**** Brano da leggere
Loris De Filippi è il presidente di Medici senza frontiere e per molte settimane è stato imbarcato sulla Bourbon Argos, una delle due navi – l’altra è la Dignity – con cui l’organizzazione partecipa dallo scorso mese di maggio alle operazioni di salvataggio dei migranti nel canale di Sicilia. Fino a oggi sono circa diecimila le persone soccorse e messe in salvo da Msf. E anche ieri la Bourbon Argos e la Dignity sono intervenute in appoggio alla nave della marina militare irlandese che ha soccorso il barcone con 700 migranti a bordo affondato poche miglia al largo della Libia.

Ancora una volta il naufragio sembra sia avvenuto durante le operazioni di soccorso. Se la dinamica dovesse essere confermata sarebbe il terzo incidente avvenuto in queste circostanze. Cosa c’è che non va in queste operazioni?
********
▸ **Consegne**
(1) Riscrivi il brano sui soccorsi di Medici senza frontiere partendo da "Loris De Filippi" e arrivando a "largo della Libia.", e metti "imbarcazioni" al posto di "navi".
(2) Continua il brano sui soccorsi di Medici senza frontiere nel canale di Sicilia a partire dall'ultima frase riportata.
I dati non hanno alcun legame con il brano.
**** Dati forniti
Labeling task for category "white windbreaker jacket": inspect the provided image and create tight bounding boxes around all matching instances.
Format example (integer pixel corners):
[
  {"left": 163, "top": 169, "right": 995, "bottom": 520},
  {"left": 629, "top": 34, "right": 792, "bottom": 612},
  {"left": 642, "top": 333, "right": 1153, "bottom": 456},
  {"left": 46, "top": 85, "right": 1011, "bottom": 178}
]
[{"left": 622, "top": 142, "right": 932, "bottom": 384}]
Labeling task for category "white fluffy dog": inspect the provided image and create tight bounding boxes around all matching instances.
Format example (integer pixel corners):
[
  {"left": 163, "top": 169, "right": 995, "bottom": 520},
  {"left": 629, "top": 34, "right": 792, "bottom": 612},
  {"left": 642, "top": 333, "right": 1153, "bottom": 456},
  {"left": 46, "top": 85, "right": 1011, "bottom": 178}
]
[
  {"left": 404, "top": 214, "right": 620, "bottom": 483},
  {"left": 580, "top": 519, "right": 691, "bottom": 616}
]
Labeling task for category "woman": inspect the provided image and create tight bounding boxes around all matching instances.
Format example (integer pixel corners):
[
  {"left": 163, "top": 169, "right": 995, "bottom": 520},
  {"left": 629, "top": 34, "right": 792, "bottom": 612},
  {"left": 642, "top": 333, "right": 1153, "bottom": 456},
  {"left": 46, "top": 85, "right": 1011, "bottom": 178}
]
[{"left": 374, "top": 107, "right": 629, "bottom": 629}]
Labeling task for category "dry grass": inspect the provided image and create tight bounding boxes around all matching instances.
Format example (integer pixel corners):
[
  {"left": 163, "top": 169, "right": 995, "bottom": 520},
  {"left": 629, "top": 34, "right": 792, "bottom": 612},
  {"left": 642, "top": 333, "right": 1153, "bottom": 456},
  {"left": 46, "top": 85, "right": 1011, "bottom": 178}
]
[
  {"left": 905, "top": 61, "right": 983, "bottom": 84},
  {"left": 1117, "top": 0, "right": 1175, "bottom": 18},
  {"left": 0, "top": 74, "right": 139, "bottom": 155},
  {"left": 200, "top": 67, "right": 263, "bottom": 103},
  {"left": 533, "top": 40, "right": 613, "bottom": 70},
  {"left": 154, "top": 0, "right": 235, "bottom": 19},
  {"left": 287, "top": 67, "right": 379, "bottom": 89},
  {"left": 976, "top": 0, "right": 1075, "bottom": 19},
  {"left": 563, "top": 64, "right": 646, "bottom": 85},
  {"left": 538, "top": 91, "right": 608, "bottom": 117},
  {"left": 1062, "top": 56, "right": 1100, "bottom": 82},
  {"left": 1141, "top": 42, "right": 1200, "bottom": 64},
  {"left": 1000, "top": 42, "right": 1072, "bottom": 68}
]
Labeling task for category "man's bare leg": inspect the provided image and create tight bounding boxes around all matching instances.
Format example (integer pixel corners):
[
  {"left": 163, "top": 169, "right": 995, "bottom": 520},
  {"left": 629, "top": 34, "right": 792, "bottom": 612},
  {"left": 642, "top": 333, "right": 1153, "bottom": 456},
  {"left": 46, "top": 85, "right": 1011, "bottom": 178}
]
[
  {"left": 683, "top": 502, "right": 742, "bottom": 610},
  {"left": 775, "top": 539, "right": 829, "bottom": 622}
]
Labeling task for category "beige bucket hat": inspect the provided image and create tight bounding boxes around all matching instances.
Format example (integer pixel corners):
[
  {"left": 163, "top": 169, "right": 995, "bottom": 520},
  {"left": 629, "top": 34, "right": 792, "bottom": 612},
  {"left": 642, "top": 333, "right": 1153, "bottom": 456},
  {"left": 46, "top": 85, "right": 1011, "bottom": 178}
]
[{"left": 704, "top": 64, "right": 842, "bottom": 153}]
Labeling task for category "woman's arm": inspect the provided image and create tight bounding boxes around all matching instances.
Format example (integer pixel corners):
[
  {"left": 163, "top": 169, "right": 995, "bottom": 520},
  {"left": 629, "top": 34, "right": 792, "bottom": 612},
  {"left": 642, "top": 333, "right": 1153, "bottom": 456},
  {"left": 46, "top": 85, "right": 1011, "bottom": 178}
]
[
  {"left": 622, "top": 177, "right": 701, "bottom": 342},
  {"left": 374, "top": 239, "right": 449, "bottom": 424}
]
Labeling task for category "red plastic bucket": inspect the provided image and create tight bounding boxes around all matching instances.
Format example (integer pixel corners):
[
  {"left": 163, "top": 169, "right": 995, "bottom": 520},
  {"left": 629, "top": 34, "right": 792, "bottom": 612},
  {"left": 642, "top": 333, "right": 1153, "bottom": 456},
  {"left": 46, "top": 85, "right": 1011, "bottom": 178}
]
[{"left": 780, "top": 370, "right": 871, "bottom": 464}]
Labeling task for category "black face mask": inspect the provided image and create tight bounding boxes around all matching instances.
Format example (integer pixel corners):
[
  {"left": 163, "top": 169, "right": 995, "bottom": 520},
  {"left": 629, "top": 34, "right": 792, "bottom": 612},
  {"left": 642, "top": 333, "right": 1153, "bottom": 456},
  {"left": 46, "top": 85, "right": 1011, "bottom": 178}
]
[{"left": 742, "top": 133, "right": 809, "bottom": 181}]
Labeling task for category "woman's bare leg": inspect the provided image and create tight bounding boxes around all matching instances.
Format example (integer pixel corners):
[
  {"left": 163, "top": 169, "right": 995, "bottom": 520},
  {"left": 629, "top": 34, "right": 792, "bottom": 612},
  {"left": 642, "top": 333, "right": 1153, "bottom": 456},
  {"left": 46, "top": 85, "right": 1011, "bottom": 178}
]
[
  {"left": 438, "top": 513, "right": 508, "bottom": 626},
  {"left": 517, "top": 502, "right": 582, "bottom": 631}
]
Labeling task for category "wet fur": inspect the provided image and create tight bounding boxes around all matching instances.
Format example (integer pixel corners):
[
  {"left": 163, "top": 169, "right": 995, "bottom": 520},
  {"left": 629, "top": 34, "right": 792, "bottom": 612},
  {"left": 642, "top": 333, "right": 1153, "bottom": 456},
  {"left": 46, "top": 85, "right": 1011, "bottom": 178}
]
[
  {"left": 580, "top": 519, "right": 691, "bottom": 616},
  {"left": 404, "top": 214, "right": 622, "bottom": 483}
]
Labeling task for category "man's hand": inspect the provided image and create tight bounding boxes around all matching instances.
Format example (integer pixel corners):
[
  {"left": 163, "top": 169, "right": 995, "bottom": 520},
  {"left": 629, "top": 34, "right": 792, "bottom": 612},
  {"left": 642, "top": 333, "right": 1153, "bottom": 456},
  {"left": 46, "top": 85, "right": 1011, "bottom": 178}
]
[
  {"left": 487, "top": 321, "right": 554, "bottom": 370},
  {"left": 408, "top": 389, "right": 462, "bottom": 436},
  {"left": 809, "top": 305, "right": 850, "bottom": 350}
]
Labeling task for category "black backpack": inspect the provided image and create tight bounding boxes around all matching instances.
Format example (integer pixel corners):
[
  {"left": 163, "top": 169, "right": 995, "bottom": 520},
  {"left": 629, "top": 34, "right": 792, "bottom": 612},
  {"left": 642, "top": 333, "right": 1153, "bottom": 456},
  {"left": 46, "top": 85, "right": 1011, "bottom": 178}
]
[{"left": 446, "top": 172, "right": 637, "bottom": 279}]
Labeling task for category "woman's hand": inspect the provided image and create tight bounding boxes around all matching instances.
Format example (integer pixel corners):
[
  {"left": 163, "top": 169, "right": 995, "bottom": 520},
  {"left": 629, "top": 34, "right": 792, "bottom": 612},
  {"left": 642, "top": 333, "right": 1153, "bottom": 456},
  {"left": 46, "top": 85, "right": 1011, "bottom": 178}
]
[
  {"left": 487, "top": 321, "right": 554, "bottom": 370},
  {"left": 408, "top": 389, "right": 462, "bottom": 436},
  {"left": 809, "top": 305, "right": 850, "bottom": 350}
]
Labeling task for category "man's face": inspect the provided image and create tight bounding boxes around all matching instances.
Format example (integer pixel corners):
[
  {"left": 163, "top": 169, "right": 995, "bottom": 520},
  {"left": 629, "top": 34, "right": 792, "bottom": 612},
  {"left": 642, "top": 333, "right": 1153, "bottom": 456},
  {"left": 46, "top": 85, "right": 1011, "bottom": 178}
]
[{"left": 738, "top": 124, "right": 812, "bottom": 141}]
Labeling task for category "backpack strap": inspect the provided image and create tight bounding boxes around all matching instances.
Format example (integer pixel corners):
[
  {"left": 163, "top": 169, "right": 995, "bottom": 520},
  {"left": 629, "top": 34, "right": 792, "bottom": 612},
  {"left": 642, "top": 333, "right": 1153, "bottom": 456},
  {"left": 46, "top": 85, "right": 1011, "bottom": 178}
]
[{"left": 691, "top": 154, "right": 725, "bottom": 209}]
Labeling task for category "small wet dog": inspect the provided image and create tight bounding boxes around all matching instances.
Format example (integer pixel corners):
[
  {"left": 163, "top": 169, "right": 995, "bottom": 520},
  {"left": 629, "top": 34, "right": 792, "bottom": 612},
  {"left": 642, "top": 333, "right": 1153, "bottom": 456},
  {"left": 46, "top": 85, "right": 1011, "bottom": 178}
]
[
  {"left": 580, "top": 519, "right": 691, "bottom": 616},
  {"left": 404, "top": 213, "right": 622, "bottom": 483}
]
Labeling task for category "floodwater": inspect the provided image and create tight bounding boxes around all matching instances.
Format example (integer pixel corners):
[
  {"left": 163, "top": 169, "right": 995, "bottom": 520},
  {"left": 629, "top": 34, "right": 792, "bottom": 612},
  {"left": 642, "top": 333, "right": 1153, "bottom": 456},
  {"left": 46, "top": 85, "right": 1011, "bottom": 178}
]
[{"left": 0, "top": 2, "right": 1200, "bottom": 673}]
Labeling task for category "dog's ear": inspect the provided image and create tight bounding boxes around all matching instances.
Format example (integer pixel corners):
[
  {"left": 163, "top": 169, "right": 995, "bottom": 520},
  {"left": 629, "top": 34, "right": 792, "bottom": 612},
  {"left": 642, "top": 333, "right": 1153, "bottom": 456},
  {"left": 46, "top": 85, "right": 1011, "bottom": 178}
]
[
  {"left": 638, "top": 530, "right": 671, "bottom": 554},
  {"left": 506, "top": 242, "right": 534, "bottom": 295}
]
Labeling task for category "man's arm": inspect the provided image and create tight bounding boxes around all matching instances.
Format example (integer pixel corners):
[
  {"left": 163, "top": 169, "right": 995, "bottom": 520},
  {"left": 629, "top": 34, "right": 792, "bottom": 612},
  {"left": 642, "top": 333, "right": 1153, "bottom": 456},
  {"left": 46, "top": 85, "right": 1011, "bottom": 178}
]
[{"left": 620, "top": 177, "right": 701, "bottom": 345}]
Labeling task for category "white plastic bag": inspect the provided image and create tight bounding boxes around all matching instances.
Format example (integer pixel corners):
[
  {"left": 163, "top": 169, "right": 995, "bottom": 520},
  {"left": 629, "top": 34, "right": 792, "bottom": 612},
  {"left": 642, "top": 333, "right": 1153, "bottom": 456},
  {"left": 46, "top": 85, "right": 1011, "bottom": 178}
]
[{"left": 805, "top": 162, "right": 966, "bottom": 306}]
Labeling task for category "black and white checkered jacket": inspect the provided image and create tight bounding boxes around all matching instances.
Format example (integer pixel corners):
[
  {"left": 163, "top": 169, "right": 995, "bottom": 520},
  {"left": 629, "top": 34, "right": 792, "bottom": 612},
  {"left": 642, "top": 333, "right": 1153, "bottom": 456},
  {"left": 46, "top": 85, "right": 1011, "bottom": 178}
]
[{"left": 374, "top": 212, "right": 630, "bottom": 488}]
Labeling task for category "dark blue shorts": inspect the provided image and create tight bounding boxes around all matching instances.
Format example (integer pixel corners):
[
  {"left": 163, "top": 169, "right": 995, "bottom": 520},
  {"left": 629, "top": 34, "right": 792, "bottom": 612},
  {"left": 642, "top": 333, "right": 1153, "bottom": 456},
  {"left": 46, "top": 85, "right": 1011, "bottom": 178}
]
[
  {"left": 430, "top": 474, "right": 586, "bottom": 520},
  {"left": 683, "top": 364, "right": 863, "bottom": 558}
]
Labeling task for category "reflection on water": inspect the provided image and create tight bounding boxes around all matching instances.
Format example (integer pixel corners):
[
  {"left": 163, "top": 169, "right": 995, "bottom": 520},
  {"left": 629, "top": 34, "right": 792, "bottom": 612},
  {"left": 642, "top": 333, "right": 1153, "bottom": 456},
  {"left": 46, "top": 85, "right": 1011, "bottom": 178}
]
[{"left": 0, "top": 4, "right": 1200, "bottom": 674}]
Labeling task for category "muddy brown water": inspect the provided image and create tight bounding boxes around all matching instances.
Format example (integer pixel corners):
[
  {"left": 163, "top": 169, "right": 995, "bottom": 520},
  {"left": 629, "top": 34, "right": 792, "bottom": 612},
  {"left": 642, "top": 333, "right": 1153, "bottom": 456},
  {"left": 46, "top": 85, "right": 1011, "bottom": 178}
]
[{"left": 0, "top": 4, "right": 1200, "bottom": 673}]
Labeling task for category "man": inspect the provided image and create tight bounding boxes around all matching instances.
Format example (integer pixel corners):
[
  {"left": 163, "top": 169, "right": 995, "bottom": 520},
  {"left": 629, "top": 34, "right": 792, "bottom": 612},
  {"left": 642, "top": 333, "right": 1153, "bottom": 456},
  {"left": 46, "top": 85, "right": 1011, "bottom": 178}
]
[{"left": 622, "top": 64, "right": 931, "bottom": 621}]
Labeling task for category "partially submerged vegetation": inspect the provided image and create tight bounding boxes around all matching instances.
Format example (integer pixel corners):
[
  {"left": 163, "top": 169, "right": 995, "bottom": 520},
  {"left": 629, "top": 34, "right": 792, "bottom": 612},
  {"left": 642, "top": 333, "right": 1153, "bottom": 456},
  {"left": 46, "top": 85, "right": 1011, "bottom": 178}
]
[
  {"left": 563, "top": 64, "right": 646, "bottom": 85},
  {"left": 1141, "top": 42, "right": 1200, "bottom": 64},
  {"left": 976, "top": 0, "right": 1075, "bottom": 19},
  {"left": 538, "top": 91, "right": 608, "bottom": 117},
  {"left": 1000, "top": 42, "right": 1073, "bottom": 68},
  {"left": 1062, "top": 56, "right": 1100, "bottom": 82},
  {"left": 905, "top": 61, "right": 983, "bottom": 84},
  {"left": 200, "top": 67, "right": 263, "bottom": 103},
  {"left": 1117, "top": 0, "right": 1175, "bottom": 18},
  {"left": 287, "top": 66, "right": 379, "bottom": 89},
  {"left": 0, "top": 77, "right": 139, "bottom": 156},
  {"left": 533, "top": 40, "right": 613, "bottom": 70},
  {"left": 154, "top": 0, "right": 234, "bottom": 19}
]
********
▸ **Risposte alle consegne**
(1)
Loris De Filippi è il presidente di Medici senza frontiere e per molte settimane è stato imbarcato sulla Bourbon Argos, una delle due imbarcazioni – l’altra è la Dignity – con cui l’organizzazione partecipa dallo scorso mese di maggio alle operazioni di salvataggio dei migranti nel canale di Sicilia. Fino a oggi sono circa diecimila le persone soccorse e messe in salvo da Msf. E anche ieri la Bourbon Argos e la Dignity sono intervenute in appoggio alla nave della marina militare irlandese che ha soccorso il barcone con 700 migranti a bordo affondato poche miglia al largo della Libia.

(2)
Noi abbiamo deciso di fare dei corsi specifici in Bretagna proprio per sapere esattamente come svolgere e quali sono i mezzi più adeguati per portare soccorso. Non mi permetterei mai di giudicare come gli irlandesi sono intervenuti e se effettivamente i migranti sono caduti in mare in una situazione di attracco. Quello che va detto è queste sono attività che non si possono improvvisare perché sono molto complicate. Serve un lavoro di sensibilizzazione e di comunicazione alle persone prima di soccorrerle proprio per dare stabilità ed evitare incidenti. Che comunque possono accadere, perché le situazioni di panico sono difficilmente governabili, a meno che uno non sia sull’imbarcazione da salvare e abbia il potere di calmare le persone. Ed è molto complicato, avendo visto da vicino con quale ansia i migranti attendono il salvataggio. Inoltre le condizioni meteo a volte possono rendere molto difficile operare. Per questo diciamo che l’attività di ricerca e soccorso è un’extrema ratio e per questo chiediamo all’Europa di individuare delle vie di accesso legali e sicure per scongiurare morti che sarebbero evitabilissime.

Cosa pensa delle missione europea di contrasto ai trafficanti di migranti?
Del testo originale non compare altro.